Tasks for this exercise:
a – Retype the passage on mating disruption from "Males of that" up to and including "the insect infestation.".
b – Decide whether each statement below agrees with the passage on mating disruption, answering yes or no and quoting the deciding words: (i) the synthetic pheromone is designed to mimic the sex pheromone produced by the female insect; (ii) non-competitive disruption depends on pest density; (iii) clustering 200 dispensers per hectare into 18 release points reduced disruption of light brown apple moth by roughly 10% compared to uniform distribution.
c – Answer these questions from the passage on mating disruption:
(i) What is the aerial trail of a female's sex pheromone called?
(ii) At what dosage did disruption of the false codling moth shift to a non-competitive mechanism?
(iii) In which orchards was mating disruption of 96–99% recorded?

====== Text passage ======

In many insect species of interest to agriculture, such as those in the order Lepidoptera, females emit an airborne trail of a specific chemical blend constituting that species' sex pheromone. This aerial trail is referred to as a pheromone plume.

Males of that species use the information contained in the pheromone plume to locate the emitting female (known as a “calling” female). Mating disruption exploits the male insects' natural response to follow the plume by introducing a synthetic pheromone into the insects’ habitat. The synthetic pheromone is a volatile organic chemical designed to mimic the species-specific sex pheromone produced by the female insect. The general effect of mating disruption is to confuse the male insects by masking the natural pheromone plumes, causing the males to follow “false pheromone trails” at the expense of finding mates, and affecting the males’ ability to respond to “calling" females. Consequently, the male population experiences a reduced probability of successfully locating and mating with females, which leads to the eventual cessation of breeding and collapse of the insect infestation.

Mechanisms of disruption

Researchers distinguish two broad mechanisms by which mating disruption can act on moth populations: competitive disruption, in which synthetic pheromone sources compete with calling females for the attention of males (an effect that is density-dependent and tends to plateau as more dispensers are added), and non-competitive disruption, in which the male's sensory or behavioural response to pheromone is itself impaired, for example, through sensory desensitisation or camouflage of the natural plume, an effect that is not linked to pest density. A 2025 study by entomologist Dr Vernon Murray Steyn and colleagues on the false codling moth (Thaumatotibia leucotreta), a major agricultural pest in Africa, found that disruption of this species followed a "hybrid" profile: males were disrupted competitively at low pheromone dosages, but disruption shifted to a non-competitive mechanism at higher dosages (800 dispensers per hectare and above), which coincided with a jump to 96–99% mating disruption in stone fruit and table grape orchards. The same study found that clustering dispensers into as few as 36 release points per hectare achieved disruption levels statistically indistinguishable from 800 uniformly distributed dispensers, indicating the number of pheromone sources could be reduced substantially without loss of efficacy once non-competitive disruption was achieved. The mechanism underlying disruption also has practical implications for the cost of application. Because competitively disrupted species require pheromone sources to be numerous and well-distributed to compete effectively with calling females, reducing the number of release points in these species tends to reduce disruption efficacy, for example, clustering 200 dispensers per hectare into 18 release points reduced disruption of light brown apple moth (Epiphyas postvittana), a competitively disrupted species, by roughly 10% compared to uniform distribution. By contrast, Steyn et al. found that once false codling moth disruption shifted to a non-competitive mechanism at higher dosages, the number of pheromone release points could be reduced substantially (from 800 individually distributed dispensers to as few as 36 clustered release sites per hectare) without a significant loss of disruption, since non-competitive disruption does not depend on pheromone sources competing with females for male attention.

====== Data excerpts ======

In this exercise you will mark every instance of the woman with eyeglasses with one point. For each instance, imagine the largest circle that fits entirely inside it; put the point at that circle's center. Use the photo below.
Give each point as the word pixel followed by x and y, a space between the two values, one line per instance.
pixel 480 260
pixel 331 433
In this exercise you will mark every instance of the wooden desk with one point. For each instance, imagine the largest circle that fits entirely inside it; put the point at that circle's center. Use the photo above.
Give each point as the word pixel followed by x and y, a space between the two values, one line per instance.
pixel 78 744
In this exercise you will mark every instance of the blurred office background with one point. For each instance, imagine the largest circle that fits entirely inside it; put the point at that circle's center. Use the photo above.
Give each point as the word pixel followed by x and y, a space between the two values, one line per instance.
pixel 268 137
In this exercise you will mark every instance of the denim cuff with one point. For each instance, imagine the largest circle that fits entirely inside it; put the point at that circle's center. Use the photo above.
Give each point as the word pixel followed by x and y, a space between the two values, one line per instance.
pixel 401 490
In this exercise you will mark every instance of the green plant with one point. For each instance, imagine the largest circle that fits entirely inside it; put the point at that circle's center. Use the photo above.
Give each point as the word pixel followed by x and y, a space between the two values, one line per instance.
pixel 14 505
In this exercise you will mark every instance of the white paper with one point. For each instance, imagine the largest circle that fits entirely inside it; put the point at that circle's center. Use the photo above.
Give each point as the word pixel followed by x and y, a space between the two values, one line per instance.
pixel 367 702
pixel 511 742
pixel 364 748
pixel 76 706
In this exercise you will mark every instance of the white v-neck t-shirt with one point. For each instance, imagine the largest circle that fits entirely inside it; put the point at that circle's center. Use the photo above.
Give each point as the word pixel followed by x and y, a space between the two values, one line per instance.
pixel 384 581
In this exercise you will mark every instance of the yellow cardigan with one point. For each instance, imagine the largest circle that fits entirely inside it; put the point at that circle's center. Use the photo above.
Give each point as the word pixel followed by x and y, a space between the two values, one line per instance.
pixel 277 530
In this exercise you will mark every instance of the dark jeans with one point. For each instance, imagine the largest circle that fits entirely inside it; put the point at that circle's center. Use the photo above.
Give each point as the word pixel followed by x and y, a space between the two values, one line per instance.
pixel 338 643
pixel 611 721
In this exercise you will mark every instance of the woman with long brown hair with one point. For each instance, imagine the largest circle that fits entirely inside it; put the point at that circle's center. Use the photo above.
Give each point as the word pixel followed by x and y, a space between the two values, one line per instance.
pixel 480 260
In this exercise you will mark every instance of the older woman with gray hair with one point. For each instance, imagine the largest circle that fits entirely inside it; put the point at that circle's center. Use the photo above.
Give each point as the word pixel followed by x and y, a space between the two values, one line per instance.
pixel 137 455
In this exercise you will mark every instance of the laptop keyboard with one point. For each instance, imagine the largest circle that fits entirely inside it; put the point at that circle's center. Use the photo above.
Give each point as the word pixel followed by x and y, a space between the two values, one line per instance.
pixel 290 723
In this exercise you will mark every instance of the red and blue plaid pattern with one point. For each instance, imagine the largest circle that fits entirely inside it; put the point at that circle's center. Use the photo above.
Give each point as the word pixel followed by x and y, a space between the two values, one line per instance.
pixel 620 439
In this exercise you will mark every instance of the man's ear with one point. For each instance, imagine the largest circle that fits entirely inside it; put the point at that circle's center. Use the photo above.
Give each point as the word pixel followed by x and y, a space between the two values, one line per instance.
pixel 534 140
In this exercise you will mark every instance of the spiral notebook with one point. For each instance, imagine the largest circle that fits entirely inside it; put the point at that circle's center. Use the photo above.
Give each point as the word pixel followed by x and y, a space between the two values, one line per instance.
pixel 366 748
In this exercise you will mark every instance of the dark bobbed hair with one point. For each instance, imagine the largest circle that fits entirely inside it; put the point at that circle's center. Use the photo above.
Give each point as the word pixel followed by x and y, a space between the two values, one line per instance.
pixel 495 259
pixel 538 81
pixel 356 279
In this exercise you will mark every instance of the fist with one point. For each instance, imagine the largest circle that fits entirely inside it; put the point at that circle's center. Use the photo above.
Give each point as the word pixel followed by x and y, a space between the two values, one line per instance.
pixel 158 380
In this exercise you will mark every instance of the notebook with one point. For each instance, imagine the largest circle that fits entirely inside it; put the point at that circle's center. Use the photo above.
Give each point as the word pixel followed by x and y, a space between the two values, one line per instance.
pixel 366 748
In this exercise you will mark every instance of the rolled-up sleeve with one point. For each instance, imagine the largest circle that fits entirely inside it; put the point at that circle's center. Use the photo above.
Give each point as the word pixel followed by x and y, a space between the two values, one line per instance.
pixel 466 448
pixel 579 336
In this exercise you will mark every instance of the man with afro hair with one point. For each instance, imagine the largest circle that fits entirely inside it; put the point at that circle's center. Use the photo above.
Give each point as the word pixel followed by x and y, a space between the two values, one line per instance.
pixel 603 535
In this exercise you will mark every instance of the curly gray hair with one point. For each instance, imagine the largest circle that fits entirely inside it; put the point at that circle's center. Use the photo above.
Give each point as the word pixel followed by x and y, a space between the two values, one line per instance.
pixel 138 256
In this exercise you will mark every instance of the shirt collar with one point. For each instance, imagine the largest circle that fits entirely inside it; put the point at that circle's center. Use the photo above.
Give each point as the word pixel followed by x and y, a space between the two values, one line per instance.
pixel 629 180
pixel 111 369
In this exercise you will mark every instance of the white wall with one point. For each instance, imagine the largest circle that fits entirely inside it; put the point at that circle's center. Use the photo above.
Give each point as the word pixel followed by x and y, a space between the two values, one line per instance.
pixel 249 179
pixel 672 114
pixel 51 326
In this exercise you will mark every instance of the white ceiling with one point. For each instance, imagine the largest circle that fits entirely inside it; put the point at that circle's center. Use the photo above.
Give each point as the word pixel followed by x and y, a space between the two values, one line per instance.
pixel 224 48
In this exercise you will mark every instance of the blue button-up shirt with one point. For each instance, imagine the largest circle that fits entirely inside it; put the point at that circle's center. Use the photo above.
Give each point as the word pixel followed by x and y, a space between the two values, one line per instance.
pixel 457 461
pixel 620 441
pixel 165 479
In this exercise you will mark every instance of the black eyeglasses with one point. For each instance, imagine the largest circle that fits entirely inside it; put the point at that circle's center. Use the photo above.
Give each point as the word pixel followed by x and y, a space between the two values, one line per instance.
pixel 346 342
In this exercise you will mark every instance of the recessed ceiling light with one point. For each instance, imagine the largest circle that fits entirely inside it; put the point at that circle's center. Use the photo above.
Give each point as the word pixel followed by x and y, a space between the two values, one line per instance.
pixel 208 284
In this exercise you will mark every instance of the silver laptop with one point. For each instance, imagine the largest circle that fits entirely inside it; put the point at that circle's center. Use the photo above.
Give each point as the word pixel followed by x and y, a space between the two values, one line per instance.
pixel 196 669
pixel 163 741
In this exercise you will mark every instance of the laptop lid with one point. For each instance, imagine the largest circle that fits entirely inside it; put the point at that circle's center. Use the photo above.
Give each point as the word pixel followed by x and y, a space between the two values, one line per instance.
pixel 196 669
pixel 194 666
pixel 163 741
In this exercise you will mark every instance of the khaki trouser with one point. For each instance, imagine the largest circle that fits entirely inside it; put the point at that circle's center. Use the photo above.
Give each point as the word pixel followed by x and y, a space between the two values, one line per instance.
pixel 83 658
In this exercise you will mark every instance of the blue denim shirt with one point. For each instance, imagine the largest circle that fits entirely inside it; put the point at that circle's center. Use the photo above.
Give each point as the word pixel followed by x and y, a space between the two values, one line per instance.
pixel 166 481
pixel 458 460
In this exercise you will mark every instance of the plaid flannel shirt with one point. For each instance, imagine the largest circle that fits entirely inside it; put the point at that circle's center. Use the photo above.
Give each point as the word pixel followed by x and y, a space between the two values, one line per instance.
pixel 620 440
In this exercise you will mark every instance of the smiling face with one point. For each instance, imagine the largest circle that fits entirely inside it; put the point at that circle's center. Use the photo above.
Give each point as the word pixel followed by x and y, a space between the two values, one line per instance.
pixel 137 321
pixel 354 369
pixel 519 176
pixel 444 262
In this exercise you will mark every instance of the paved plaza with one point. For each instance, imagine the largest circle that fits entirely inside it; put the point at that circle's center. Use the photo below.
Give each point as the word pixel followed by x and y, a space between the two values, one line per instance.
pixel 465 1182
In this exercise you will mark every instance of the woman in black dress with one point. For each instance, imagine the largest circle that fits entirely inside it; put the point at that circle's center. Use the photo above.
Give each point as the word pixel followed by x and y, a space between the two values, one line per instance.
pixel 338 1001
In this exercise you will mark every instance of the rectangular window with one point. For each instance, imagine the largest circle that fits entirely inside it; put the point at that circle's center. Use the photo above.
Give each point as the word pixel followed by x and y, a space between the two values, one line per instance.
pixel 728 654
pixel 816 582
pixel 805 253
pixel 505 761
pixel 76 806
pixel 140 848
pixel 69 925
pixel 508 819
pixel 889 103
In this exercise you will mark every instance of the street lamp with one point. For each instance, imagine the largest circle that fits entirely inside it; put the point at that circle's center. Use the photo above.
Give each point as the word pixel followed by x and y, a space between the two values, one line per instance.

======

Task-by-task solutions:
a –
Males of that species use the information contained in the pheromone plume to locate the emitting female (known as a “calling” female). Mating disruption exploits the male insects' natural response to follow the plume by introducing a synthetic pheromone into the insects’ habitat. The synthetic pheromone is a volatile organic chemical designed to mimic the species-specific sex pheromone produced by the female insect. The general effect of mating disruption is to confuse the male insects by masking the natural pheromone plumes, causing the males to follow “false pheromone trails” at the expense of finding mates, and affecting the males’ ability to respond to “calling" females. Consequently, the male population experiences a reduced probability of successfully locating and mating with females, which leads to the eventual cessation of breeding and collapse of the insect infestation.

b –
(i) Yes: "The synthetic pheromone is a volatile organic chemical designed to mimic the species-specific sex pheromone produced by the female insect."
(ii) No: "an effect that is not linked to pest density"
(iii) Yes: "clustering 200 dispensers per hectare into 18 release points reduced disruption of light brown apple moth (Epiphyas postvittana), a competitively disrupted species, by roughly 10% compared to uniform distribution"

c –
(i) A pheromone plume.
(ii) At 800 dispensers per hectare and above.
(iii) In stone fruit and table grape orchards.